### EXTRAIT CHOISI

À sa sortie de l'ENA, il est nommé auditeur à la Cour des comptes. Il y est promu conseiller maître en 1983.
Après avoir commencé sa carrière politique au MRP, dans la foulée d’Edmond Michelet, son modèle[2], il le quitte en 1947, ce parti modéré catholique refusant la double appartenance avec le RPF de Charles de Gaulle.
Il est l'organisateur de l'opération « Jeunes loups », dont le but était de promouvoir une nouvelle génération de cadres gaullistes, souvent issus comme lui de l'ENA, aux élections législatives de 1967 (Jacques Chirac en faisait partie). Lors des mêmes élections, il est battu dans sa deuxième circonscription de Corrèze par Roland Dumas.
Ministre de l'Industrie
Jean Charbonnel est ensuite nommé, au moment où le Premier ministre Pierre Messmer remplace Jacques Chaban-Delmas, ministre du Développement industriel et scientifique, dans les gouvernements Pierre Messmer (1) et (2), de juillet 1972 à février 1974[4], en remplacement de François-Xavier Ortoli. À ce titre, il baptisa la fusée Ariane[5].
Il choisit comme directeur de cabinet Bernard Rauline, moins favorable à l’informatique[6]. Michel Barré, PDG de la CII, indiquera un an et demi après qu'il ne « connaissait absolument pas le dossier », a été « soumis à des influences contradictoires », puis s'est « trouvé rapidement confronté avec des problèmes d'horlogerie qui l'ont beaucoup occupé »[7].
Cependant, lors des développements du Plan Calcul et d'Unidata, consortium auquel la CII travaille avec Siemens depuis janvier 1972[6] il tranche, sans réserves[8], le 26 juin 1973 en faveur de Michel Barré, PDG de la CII et Paul Richard, son actionnaire, même si l'autre actionnaire, la CGE exprimait des réserves[6] ce qui l'amène six mois plus tard à nuancer sa position[9], après avoir signalé en juillet 1973[6], que le gouvernement n'est pas encore uni ni décidé sur le sujet[10] et précisé dans une lettre d'octobre que cet accord préalable ne saurait entraîner d'obligation financière de la part de l'État[6].

######

> **CONSIGNE ÉCRITE 1**
Veuillez modifier le passage de l'extrait sur Jean Charbonnel allant de « Après avoir commencé » jusqu'à « Charles de Gaulle. », en y remplaçant « parti » par « mouvement ».
> **CONSIGNE ÉCRITE 2**
Reprenez le fil de l'extrait sur Jean Charbonnel là où il s'interrompt.

### ENTRÉES FOURNIES

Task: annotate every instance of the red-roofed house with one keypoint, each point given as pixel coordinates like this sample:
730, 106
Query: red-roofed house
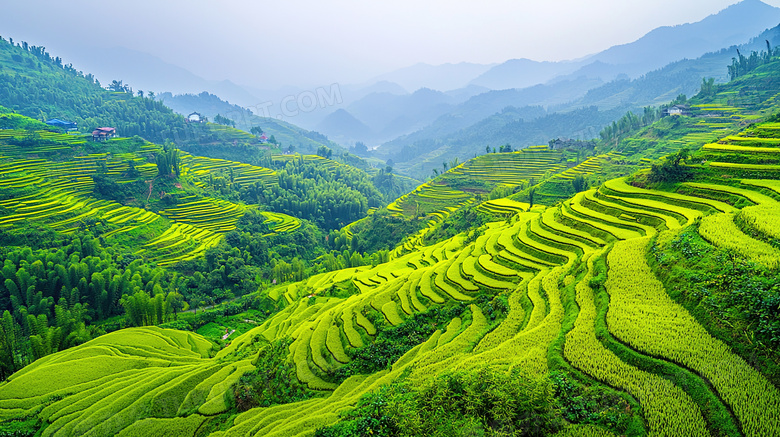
103, 133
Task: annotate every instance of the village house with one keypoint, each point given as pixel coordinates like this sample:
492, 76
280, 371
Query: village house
103, 133
676, 110
196, 117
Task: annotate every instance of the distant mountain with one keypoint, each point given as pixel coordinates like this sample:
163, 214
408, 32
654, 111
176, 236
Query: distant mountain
210, 105
459, 136
343, 127
733, 25
522, 73
484, 105
442, 77
143, 71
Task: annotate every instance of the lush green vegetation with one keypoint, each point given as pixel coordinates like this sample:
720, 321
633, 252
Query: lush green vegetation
519, 293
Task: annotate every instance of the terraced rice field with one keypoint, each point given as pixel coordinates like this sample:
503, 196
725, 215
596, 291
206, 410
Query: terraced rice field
511, 168
538, 261
214, 215
530, 260
281, 223
59, 195
244, 174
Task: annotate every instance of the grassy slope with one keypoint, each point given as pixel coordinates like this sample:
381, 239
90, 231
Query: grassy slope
573, 274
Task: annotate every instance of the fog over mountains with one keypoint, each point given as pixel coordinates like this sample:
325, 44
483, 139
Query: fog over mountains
432, 102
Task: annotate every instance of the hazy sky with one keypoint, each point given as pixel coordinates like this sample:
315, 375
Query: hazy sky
304, 42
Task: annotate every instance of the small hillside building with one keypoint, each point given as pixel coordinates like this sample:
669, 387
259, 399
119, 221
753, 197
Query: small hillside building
55, 122
103, 133
677, 110
196, 117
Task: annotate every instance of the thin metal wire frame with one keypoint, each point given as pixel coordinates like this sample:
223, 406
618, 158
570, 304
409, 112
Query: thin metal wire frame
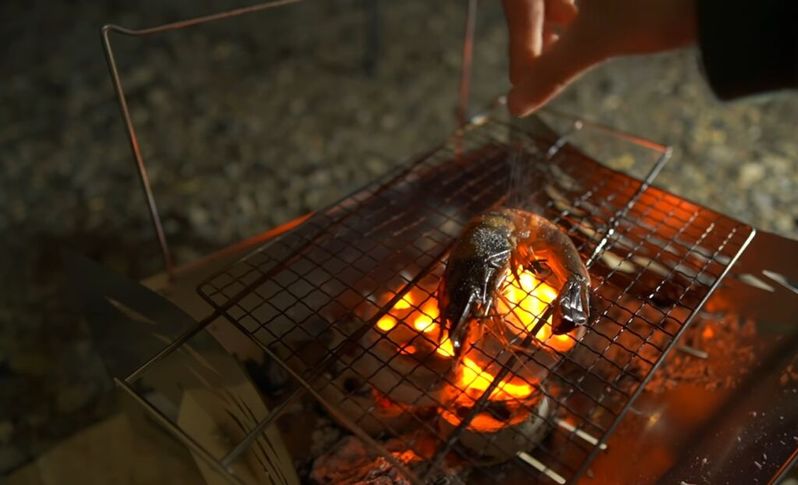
177, 431
130, 129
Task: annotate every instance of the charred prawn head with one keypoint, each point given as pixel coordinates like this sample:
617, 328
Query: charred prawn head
506, 240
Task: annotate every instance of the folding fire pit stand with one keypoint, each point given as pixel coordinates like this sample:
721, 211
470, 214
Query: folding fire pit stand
308, 298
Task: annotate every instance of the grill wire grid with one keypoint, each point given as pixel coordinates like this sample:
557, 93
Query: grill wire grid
314, 295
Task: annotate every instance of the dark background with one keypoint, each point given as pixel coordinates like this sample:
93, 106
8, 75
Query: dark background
250, 122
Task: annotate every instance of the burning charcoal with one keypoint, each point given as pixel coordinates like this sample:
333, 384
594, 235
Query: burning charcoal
350, 462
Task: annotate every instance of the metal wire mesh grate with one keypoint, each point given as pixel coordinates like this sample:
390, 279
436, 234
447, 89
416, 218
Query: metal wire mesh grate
347, 301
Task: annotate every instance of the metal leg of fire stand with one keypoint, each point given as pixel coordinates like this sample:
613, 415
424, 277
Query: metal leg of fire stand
373, 36
464, 93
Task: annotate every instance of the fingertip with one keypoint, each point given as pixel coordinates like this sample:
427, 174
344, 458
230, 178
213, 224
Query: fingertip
519, 105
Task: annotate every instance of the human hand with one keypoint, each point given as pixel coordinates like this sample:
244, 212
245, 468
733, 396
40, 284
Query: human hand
552, 42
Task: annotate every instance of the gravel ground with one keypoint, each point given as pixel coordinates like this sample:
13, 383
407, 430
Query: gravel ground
248, 123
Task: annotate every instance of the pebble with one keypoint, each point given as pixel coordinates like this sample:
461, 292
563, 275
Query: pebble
750, 174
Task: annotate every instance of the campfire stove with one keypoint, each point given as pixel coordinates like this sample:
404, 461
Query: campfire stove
342, 308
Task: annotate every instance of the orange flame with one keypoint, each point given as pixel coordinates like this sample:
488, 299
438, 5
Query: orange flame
522, 303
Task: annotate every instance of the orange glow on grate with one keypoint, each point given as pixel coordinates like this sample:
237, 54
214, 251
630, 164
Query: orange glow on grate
473, 377
413, 325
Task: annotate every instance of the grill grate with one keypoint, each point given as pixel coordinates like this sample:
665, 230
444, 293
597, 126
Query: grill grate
318, 296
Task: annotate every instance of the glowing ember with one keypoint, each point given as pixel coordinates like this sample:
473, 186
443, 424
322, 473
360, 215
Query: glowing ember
473, 377
524, 302
412, 327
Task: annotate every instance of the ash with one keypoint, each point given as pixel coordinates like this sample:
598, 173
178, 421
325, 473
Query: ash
730, 343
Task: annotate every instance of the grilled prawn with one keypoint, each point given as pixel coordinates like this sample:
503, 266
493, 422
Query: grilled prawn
502, 240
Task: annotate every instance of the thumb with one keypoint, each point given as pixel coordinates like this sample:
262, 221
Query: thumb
548, 74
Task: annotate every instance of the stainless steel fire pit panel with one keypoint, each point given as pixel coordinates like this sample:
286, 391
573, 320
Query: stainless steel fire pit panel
313, 296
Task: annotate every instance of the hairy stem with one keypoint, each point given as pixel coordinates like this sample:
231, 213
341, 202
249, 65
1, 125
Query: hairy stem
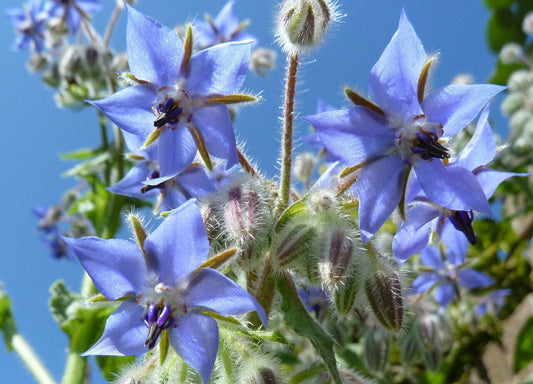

######

> **RÉSULTAT 1**
Après avoir commencé sa carrière politique au MRP, dans la foulée d’Edmond Michelet, son modèle[2], il le quitte en 1947, ce mouvement modéré catholique refusant la double appartenance avec le RPF de Charles de Gaulle.

> **RÉSULTAT 2**
« C’est de l’intérieur qu’il a vu le régime s’infléchir vers le conservatisme, et de crise de l’énergie en affaire Lip, laisser s’affirmer les tendances » portées par Valéry Giscard d'Estaing[9]. Il déplore alors les divisions au sein du CNPF, le fait que la majorité gaulliste doive « faire face à une autre opposition, sur sa droite, celle des Réformateurs », l'absence de ministre du commerce extérieur, qui lui fait perdre beaucoup de temps, et l’interventionnisme de Valéry Giscard d'Estaing dans les affaires industrielles, via son contrôle sur le Fonds de développement économique et social (FDES) et la Délégation à l'aménagement du territoire, rattachés au ministère de VGE.
Ses derniers jours au ministère font l'objet d'intenses discussions et échanges de courrier sur le dossier informatique[8]. Une présentation officielle de Cyclades[6] le 8 février 1974 et 4 jours après un conseil interministériel sur l’informatique[6], dont le résultat n'est annoncé qu'après 48 heures par l’Élysée[6], le président Georges Pompidou arbitrant en faveur d'Unidata et Cyclades, et demandant à Charbonnel de soutenir ce choix dans la presse[11],[12], même si Ambroise Roux espérait encore quatre jours plus tôt[13] obtenir une autre décision, le rapprochement de la CII avec l'américain Honeywell.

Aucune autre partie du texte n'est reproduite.